» Отрывок для чтения
******

И я даже пробовал, несколько лет работая в Москве, в архитектурном издании, куда меня пригласили одноклассники, открывшие издательство, выпускавшее журналы, газеты о строительстве и архитектуре в России, за которые платили хорошо. Так на время я стал журналистом, интервьюером, встречался с видными московскими архитекторами, разговаривал с ними о перспективах развития современной российской архитектуры. Что больше всего меня поразило, так это то, что эти люди, образованнейшие, энциклопедисты, интеллектуалы, всегда снобы, по-хорошему пижоны, как внутренне, так и внешне, в разговоре оказывались совершенно неизбалованными людьми, или опять-таки недо-слушанными, недо-чувствованными, недо-понятыми… Постойте, где-то я уже это видел!

Да, в своих поездах, бороздя просторы необъятной страны с такими одинокими, получалось, повсюду людьми. И с ними, в своих интервью, я превращался в Подругу Скорбящих… В кого-кого? Есть такой блистательный рассказ у американского писателя Натанаэла Уэста (1903–1940), в котором герой-журналист, работает в газете, ведет переписку с читателями, поддерживая их во всех их разнообразных бедах и горестях – морально, духовно, исправно отвечая на их письма, при этом цель его, конечно, же увеличить подписку. И называют его в переписке Подругой Скорбящих. Но герой на самом деле одержим комплексом Христа, то есть он действительно хочет помочь бедным людям, чтобы они жили с его помощью хоть чуточку счастливей и лучше. Потому однажды вступает в контакт с очередной «скорбящей» читательницей, та, оценив его внимание, в извечном желании любви и ласки, неожиданно склоняет его к физической близости. А после, поскольку он совсем не этого, Боже, хотел, желая отомстить за его невнимание, отправляет к нему своего мужа, как водится, калеку, с пистолетом, который его и застреливает. Вот так заканчивается поход Подруги Скорбящих к скорбящим, или очередного христа к народу.

Нечто подобное, конечно, не в такой яркой форме, переживал и я, встречаясь со своими «скорбящими» архитекторами и архитекторшами, «которые только со мной до конца выговаривались», и развивалась карьера, меня стали приглашать в другие издания, на телевидение, материальное положение улучшалось, соответственно и жилищные условия, готовился мой переезд в благополучный центр города, и кажется, мне уготавливалась, с учетом моего экзотичного вида, блистательная карьера нового Отелло… Какого еще нового Отелло? – раздавался во мне возмущенный голос подлинного, уже настрадавшегося Отелло, и он конечно бунтовал, а вместе с ним и я, потому что мне, а точнее нам с Отелло, на самом-то деле хотелось писать не о московской архитектуре, какой бы привлекательной она ни казалась, а о своем сокровенном, подлинном и нутряном, экзистенциальном. Но я глушил эту боль, пока глушил, удовлетворением от гонораров и моей, все возраставшей журналистской славы.

******

» Сохранённые данные
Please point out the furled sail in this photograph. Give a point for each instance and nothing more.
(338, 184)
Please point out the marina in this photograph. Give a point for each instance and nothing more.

******

» Что сделать
A. Кто написал рассказ о Подруге Скорбящих, который упоминается в отрывке о работе в архитектурном издании?
B. Пожалуйста, допишите следующую часть отрывка о работе в архитектурном издании, начав сразу после его последнего предложения.

» Ответы по порядку
A. Американский писатель Натанаэл Уэст (1903–1940).

B.
Но в результате этот тихий коварный бунт, это вновь Отторжение, однажды вырвалось вовне, я напился на очередной архитектурной вечеринке, что происходило со мной в последнее время очень часто, потом сел за руль, попал в аварию, и, мягко говоря, травмировался. Затем взял отпуск и уехал лечиться, опять отлеживаться домой, в уютную Алма-Ату, а отлежавшись и придя в себя, я понял, что никуда обратно не поеду, какие бы златые горы мне там ни обещали, что мой родной Отелло, затаившийся в моем пока больном теле, давно меня ждет, и как только я выздоровею, мы вновь обратимся к нашему творчеству, причем самым счастливым образом.

 

ЦИТАДЕЛЬ

 

Алма-Ата оказалась для меня не только книжным городом, но и писательским, ибо именно в этом городе я написал почти все свои тексты, и именно туда я всегда возвращался, чтобы продолжить, спасти свое сочинительство. Так что собой являло, по сути, мое сочинительство?… То важное, чего у меня не было в жизни, я создавал именно в своей литературе. Например, я строил, или пытался построить настоящую дружбу в повести «Полуночный конвой» (год написания – 1991-й). Сержант Ли везет некоего гражданина Голованова в лечебно-трудовой профилакторий, существовали такие в советские времена. Голованов, казалось бы, настоящий бомж, во время поездки поражает Ли своей могучей необузданной силой духа, внутренней свободой и образованностью. По приезде, пока еще не дошли до места, очарованный Ли предлагает Голованову отпустить его, не могут такие люди заключаться в советских тюрьмах! На что Голованов, к удивлению первого, отказывается, и чуть ли не бежит до нужных ему ворот. Так я показал свой опыт дружбы, когда ты очаровываешься человеком, должным образом оцениваешь его стать, ум, дух, волю, и вдруг понимаешь, что он тоже раб, просто ловко притворявшийся титаном духа, и на этом твоя дружба заканчивается, дружить-то собственно было не с кем.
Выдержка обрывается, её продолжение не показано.